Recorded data
┌────────

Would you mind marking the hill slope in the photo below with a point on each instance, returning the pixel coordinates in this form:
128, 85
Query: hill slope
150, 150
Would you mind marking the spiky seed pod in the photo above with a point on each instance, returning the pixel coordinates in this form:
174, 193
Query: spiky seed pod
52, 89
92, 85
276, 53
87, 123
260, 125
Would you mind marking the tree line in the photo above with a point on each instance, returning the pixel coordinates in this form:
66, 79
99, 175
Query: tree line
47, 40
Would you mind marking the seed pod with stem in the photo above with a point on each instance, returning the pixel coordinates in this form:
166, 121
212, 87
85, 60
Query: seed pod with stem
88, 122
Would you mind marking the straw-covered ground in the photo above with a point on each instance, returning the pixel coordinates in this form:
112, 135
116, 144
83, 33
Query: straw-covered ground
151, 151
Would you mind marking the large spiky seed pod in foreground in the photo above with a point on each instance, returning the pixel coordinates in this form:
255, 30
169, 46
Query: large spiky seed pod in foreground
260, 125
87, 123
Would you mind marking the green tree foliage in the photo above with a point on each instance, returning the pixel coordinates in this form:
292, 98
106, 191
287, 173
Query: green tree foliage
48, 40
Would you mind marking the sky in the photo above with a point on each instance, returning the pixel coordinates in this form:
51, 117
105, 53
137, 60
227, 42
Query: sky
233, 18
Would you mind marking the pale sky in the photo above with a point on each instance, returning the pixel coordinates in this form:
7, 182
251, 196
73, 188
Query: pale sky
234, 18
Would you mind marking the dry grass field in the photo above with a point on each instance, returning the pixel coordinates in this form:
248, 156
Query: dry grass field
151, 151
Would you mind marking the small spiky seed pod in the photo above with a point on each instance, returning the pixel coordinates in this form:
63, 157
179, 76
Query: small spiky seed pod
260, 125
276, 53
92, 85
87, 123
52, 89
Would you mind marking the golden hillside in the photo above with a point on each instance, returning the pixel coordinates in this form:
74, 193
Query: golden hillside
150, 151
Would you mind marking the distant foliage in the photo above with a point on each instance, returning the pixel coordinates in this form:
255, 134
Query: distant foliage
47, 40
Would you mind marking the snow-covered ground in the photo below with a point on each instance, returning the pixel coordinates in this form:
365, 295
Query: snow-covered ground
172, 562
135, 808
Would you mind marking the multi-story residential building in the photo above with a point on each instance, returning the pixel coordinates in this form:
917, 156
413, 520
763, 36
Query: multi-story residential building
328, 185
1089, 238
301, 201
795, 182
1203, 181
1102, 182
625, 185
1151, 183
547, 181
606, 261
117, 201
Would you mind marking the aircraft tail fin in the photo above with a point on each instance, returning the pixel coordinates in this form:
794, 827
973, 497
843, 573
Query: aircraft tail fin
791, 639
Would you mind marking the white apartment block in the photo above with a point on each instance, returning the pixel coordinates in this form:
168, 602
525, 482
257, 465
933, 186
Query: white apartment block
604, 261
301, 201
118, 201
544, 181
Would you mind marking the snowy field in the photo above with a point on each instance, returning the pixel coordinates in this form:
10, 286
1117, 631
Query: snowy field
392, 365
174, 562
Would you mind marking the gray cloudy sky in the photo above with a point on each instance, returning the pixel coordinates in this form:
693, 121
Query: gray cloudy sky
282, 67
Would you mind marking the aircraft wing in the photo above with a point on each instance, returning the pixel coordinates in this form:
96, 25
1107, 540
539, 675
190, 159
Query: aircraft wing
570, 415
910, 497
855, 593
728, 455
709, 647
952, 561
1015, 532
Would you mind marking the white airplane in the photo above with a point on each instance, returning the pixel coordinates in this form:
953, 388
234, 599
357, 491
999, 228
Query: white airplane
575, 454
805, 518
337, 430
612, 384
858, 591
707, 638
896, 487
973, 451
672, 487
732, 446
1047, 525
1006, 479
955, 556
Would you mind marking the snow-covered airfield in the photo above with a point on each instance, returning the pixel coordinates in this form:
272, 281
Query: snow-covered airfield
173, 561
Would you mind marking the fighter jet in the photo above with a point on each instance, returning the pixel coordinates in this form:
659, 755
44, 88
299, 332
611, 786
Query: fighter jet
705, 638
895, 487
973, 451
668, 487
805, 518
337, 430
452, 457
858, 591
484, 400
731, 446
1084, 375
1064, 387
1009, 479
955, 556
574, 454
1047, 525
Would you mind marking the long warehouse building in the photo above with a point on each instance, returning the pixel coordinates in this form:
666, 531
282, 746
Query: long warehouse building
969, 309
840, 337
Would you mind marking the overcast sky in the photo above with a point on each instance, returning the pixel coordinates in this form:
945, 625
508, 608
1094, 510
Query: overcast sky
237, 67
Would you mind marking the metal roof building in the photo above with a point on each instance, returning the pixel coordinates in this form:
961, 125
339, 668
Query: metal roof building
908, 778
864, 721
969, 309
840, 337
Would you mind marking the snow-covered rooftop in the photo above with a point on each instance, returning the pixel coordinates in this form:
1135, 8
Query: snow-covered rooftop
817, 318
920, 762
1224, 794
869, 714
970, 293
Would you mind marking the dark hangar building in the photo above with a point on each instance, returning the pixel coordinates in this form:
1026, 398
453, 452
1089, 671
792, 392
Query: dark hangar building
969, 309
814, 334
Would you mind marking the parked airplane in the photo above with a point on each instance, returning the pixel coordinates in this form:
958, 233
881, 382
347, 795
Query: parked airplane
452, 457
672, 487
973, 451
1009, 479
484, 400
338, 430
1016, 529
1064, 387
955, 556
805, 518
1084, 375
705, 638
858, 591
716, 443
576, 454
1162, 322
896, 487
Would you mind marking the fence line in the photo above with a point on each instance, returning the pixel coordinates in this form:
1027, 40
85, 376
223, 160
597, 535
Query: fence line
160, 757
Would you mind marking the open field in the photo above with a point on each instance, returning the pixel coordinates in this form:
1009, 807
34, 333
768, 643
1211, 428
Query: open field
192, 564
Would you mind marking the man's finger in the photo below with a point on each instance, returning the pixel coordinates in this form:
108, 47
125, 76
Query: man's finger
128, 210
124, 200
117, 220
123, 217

└────────

Task prompt: Collect every line with the string "below" from the records, and copy each.

Output of the exercise:
Would you mind marking the hill slope in the photo below with a point on each instance, returning the pixel coordinates in this form:
Would you mind marking the snow-covered ground in the photo below with a point on each instance, returning the pixel coordinates in this form:
Would you mind marking the man's finger in the photo below with a point on each instance, returning the pixel coordinates in this form:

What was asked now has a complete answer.